COMPLETE THE FOLLOWING:
**a.** Answer these from the text about the Killer D's records, one answer per line:
(i) What phrase did the Texas State GOP Chair tell colleagues to use when describing the walkout?
(ii) Who is the DPS spokeswoman quoted in the text?
(iii) Who asked whether the regulation even exists?
**b.** Duplicate the passage of the text about the Killer D's records starting with "DPS spokeswoman Tela" and going on through "of any crimes.".

TEXT PROVIDED:
──────────
Coverups and criminality

It’s really amusing that Texas State GOP Chair Sarah Weddington told her colleagues to use phrases like “on the lam” when describing the Killer D’s walkout because it connotes “criminal wrongdoing”, especially given that the justification being bandied about by the Texas Department of Public Safety for destroying all records having to do with the search for the Killer D’s is that it was not a criminal matter.

DPS spokeswoman Tela Mange said the agency acted appropriately in destroying the records because federal law mandates that law enforcement agencies cannot keep intelligence information on individuals who are not suspected of a crime. The missing lawmakers were not accused of any crimes.

Which leads to a question that Josh Marshall asked:

Does this regulation even exist? In each of the stories I’ve read this evening, the writer passes on that claim without any comment giving the reader a clue as to whether it has any validity.
──────────
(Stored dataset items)
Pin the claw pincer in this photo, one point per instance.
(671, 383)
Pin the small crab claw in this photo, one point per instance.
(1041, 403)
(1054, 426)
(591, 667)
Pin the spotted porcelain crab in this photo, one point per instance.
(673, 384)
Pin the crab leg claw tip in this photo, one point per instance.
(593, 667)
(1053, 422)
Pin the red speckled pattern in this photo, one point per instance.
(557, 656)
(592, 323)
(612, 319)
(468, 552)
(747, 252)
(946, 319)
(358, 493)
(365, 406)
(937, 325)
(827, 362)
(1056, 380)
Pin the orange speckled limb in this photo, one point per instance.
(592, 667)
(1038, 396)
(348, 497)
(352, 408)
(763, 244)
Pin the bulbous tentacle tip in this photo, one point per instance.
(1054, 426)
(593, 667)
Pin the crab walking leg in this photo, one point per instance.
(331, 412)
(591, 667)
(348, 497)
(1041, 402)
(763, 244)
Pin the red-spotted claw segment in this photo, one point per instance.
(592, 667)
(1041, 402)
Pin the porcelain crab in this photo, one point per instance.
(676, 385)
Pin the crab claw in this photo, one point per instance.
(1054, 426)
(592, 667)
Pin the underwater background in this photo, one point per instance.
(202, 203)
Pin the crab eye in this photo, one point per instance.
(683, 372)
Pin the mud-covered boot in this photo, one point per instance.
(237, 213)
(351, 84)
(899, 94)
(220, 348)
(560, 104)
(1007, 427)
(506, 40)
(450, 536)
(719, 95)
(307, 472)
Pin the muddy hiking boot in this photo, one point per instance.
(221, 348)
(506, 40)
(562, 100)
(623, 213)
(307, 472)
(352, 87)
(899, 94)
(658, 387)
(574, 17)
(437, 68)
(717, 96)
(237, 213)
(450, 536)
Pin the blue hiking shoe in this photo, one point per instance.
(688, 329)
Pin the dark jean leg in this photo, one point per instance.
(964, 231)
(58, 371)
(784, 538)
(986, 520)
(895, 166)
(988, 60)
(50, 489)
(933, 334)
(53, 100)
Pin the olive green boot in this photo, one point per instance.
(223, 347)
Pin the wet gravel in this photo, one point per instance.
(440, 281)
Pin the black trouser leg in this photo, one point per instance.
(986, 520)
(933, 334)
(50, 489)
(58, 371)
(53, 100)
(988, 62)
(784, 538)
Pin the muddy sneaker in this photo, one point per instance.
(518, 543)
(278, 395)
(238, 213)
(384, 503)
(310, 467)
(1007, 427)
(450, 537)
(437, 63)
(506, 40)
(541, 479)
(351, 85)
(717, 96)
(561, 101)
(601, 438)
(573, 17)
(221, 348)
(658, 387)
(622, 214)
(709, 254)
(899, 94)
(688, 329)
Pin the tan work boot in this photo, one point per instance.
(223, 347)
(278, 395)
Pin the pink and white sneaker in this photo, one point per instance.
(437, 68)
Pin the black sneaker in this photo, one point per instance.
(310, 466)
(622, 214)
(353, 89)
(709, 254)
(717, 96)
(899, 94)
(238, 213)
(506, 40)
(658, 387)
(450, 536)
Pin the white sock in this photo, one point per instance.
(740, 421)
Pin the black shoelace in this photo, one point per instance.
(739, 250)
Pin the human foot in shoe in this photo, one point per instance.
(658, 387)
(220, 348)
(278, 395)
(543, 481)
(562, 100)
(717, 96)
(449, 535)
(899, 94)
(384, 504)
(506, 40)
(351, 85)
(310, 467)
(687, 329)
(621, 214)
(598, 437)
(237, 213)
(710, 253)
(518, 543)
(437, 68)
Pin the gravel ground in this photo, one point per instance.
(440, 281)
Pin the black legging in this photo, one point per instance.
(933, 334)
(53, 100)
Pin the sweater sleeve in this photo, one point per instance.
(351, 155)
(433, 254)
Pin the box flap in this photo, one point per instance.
──────────
RESULTS IN ORDER:
**a.**
(i) "on the lam"
(ii) Tela Mange
(iii) Josh Marshall

**b.**
DPS spokeswoman Tela Mange said the agency acted appropriately in destroying the records because federal law mandates that law enforcement agencies cannot keep intelligence information on individuals who are not suspected of a crime. The missing lawmakers were not accused of any crimes.